Goal: Reproduce every line, starting at the one that contains "indicate the red painted" and ending at the last line of the data, exactly as it stands; pictures are omitted.

::: Provided records :::

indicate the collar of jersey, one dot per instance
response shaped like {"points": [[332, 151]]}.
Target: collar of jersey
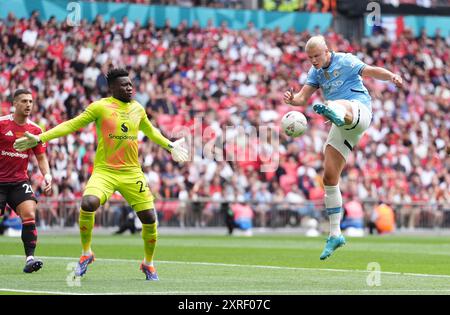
{"points": [[120, 102], [331, 60]]}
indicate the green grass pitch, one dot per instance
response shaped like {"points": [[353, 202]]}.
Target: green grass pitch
{"points": [[223, 265]]}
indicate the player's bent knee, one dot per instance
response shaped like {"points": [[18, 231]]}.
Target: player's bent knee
{"points": [[147, 216], [90, 203], [330, 180]]}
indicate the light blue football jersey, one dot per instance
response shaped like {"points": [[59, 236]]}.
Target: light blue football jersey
{"points": [[341, 80]]}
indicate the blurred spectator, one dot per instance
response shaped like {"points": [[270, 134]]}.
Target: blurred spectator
{"points": [[382, 219]]}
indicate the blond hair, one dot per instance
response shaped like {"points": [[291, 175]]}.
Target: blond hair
{"points": [[316, 41]]}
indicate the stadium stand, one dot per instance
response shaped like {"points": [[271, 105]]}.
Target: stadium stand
{"points": [[404, 155]]}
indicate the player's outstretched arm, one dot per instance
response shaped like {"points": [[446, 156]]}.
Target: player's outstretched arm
{"points": [[301, 98], [26, 142], [63, 129], [44, 167], [178, 151], [382, 74]]}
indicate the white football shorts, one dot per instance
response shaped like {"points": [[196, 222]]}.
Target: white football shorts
{"points": [[345, 138]]}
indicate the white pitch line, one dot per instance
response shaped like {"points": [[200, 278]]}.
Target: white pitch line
{"points": [[226, 292], [248, 266]]}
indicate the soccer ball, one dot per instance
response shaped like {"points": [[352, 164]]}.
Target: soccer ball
{"points": [[294, 124]]}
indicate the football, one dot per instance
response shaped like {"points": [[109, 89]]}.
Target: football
{"points": [[294, 124]]}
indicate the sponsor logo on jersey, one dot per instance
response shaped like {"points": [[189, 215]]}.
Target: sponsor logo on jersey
{"points": [[122, 137], [15, 154]]}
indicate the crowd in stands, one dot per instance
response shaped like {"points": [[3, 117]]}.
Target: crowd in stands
{"points": [[217, 81], [420, 3]]}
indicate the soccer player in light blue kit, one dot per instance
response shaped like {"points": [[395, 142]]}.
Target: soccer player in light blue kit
{"points": [[348, 107]]}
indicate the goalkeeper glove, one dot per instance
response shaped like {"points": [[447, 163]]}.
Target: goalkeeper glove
{"points": [[179, 153], [26, 142]]}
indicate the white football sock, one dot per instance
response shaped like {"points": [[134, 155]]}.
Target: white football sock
{"points": [[333, 203]]}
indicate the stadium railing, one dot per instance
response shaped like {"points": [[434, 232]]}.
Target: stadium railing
{"points": [[206, 212]]}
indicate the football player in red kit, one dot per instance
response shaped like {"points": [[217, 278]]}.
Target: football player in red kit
{"points": [[15, 186]]}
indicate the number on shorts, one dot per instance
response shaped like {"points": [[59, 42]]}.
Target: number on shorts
{"points": [[141, 189], [28, 189]]}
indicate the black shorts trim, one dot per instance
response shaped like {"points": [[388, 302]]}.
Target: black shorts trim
{"points": [[348, 145], [357, 122]]}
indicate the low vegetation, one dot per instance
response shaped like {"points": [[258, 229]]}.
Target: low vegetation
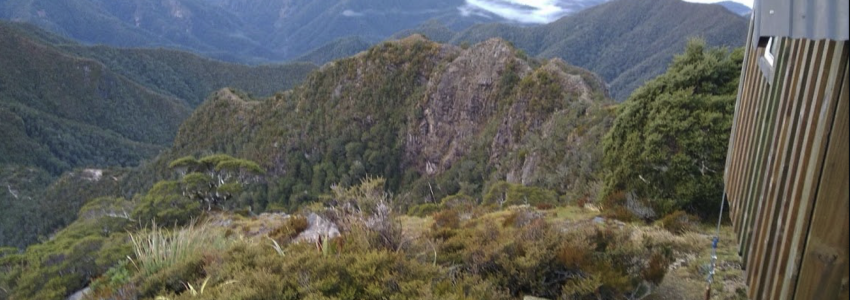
{"points": [[273, 199]]}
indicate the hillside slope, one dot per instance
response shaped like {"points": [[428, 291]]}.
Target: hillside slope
{"points": [[252, 31], [110, 106], [627, 42], [433, 119], [65, 106]]}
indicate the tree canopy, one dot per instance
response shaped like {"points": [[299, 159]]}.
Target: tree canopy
{"points": [[667, 147], [214, 179]]}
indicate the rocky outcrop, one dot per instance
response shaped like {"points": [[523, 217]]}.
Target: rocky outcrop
{"points": [[410, 110]]}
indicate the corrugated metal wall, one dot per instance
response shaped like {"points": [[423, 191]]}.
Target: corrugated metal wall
{"points": [[811, 19], [787, 170]]}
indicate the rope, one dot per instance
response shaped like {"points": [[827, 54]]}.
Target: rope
{"points": [[714, 243]]}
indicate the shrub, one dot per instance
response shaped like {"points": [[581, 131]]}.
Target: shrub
{"points": [[293, 226], [679, 222], [424, 209], [446, 219], [165, 204], [619, 213], [157, 249]]}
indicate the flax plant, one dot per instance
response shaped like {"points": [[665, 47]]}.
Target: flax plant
{"points": [[158, 248]]}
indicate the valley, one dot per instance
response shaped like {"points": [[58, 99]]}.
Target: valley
{"points": [[438, 158]]}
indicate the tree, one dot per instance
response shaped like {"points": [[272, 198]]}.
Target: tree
{"points": [[214, 179], [667, 147]]}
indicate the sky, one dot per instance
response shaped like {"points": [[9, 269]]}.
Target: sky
{"points": [[744, 2], [538, 11]]}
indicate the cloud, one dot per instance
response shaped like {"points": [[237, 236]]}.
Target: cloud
{"points": [[351, 13], [523, 11]]}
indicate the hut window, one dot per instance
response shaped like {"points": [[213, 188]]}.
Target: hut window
{"points": [[768, 60], [770, 50]]}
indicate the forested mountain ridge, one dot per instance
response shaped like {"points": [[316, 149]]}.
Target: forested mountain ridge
{"points": [[493, 156], [627, 42], [65, 106], [433, 119], [125, 96]]}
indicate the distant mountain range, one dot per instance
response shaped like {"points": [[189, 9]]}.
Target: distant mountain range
{"points": [[65, 106], [261, 30], [736, 7], [627, 42], [69, 105]]}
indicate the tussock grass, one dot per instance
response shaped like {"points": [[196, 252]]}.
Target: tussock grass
{"points": [[157, 248]]}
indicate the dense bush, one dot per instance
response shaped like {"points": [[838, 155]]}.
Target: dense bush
{"points": [[667, 147], [165, 204]]}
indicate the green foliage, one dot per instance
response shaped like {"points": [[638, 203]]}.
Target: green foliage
{"points": [[157, 249], [78, 253], [626, 42], [214, 179], [530, 257], [679, 222], [505, 194], [668, 144], [165, 204]]}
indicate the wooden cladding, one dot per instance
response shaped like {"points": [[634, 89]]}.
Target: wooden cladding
{"points": [[787, 171]]}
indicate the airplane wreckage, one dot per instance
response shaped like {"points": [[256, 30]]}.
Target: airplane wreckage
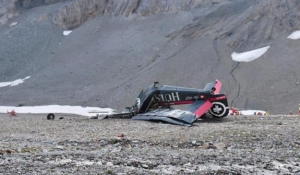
{"points": [[155, 104]]}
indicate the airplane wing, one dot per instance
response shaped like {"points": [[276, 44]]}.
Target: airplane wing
{"points": [[173, 116]]}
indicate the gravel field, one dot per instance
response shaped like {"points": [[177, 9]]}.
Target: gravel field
{"points": [[29, 144]]}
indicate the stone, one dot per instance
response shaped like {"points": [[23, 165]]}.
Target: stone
{"points": [[145, 166], [220, 145], [109, 164], [14, 24], [205, 146]]}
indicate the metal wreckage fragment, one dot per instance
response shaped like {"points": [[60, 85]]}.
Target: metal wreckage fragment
{"points": [[155, 103]]}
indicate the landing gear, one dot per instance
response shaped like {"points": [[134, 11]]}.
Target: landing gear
{"points": [[219, 110]]}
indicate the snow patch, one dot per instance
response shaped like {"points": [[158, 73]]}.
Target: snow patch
{"points": [[249, 56], [78, 110], [67, 32], [14, 83], [294, 35]]}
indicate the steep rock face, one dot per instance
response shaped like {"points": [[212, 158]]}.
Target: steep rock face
{"points": [[247, 24], [7, 10], [79, 11], [10, 9], [35, 3]]}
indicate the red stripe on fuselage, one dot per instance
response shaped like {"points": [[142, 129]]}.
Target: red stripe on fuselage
{"points": [[218, 87], [203, 109]]}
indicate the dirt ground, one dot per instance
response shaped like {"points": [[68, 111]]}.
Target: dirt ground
{"points": [[30, 144]]}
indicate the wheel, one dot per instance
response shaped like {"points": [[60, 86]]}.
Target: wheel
{"points": [[50, 116], [219, 109]]}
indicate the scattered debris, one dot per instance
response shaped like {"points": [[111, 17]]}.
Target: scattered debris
{"points": [[14, 24], [67, 32], [12, 113], [50, 116]]}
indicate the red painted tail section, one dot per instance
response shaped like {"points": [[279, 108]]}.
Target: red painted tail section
{"points": [[218, 87]]}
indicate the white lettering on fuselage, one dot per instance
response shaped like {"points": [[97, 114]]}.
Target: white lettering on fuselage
{"points": [[170, 97]]}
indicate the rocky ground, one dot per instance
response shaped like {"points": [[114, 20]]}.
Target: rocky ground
{"points": [[30, 144]]}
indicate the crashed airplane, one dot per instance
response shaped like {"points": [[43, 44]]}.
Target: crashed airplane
{"points": [[155, 104]]}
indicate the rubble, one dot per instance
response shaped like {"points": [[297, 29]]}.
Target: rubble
{"points": [[243, 145]]}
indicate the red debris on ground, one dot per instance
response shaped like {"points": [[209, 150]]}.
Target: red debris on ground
{"points": [[12, 113]]}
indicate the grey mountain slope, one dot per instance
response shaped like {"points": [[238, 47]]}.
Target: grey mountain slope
{"points": [[107, 60]]}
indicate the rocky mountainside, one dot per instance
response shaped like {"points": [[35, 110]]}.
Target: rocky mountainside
{"points": [[118, 47]]}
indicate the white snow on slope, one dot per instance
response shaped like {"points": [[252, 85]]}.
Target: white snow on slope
{"points": [[67, 32], [294, 35], [249, 56], [14, 83], [56, 109]]}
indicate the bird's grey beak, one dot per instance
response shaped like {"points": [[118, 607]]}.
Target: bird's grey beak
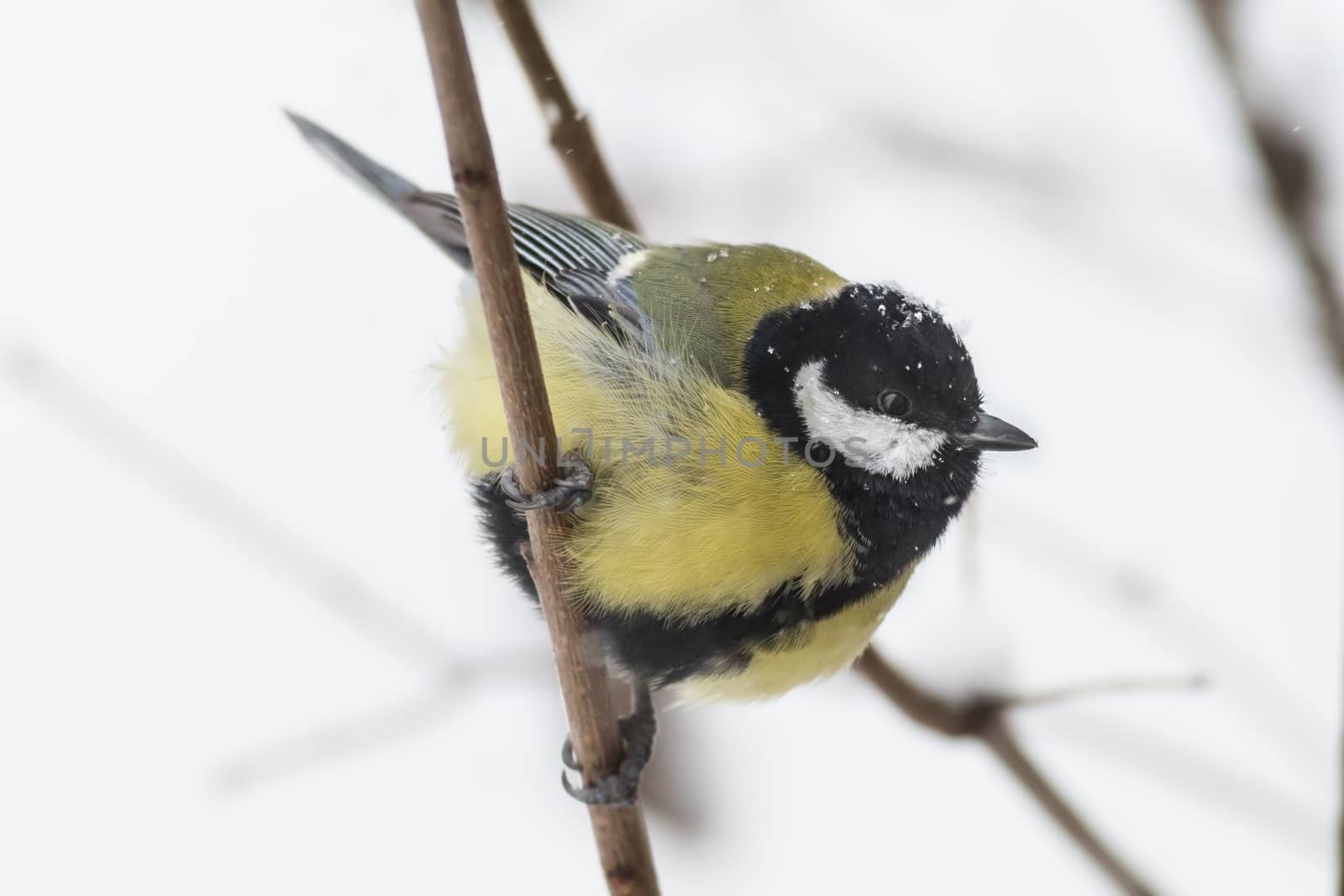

:::

Solution:
indicate the red painted tail section, one dot per instance
response shaped like {"points": [[279, 108]]}.
Target: red painted tail section
{"points": [[218, 87]]}
indicate the white lettering on fuselage, one dot per instance
response shaped like {"points": [[97, 114]]}.
Target: white lettering on fuselage
{"points": [[170, 97]]}
indicate the rocky ground, one dot per instance
response shaped like {"points": [[114, 20]]}.
Target: rocky ground
{"points": [[30, 144]]}
indicate the crashed airplane, one dot per instance
response shaped like {"points": [[43, 44]]}.
Target: crashed airplane
{"points": [[155, 104]]}
indicate the rubble, one dot per instance
response shaped like {"points": [[297, 29]]}.
Target: rubble
{"points": [[243, 145]]}
indicate the red debris on ground, one dot per instance
response shaped like {"points": [[209, 150]]}.
Target: red debris on ground
{"points": [[12, 113]]}
indicate the grey mountain slope, one dot per instance
response shaped like {"points": [[238, 47]]}.
Target: grey mountain slope
{"points": [[107, 60]]}
indicate the rocky mountainside, one dot per instance
response shaped like {"points": [[35, 110]]}.
Target: rocky mountainside
{"points": [[118, 47]]}
indicate the white snow on slope, one dot per instance
response shaped like {"points": [[252, 85]]}.
Target: white snow on slope
{"points": [[67, 32], [294, 35], [249, 56], [14, 83], [56, 109]]}
indicate the bird's grey beak, one dot per instance
response shaped like {"points": [[118, 607]]}.
Target: bird's grey beak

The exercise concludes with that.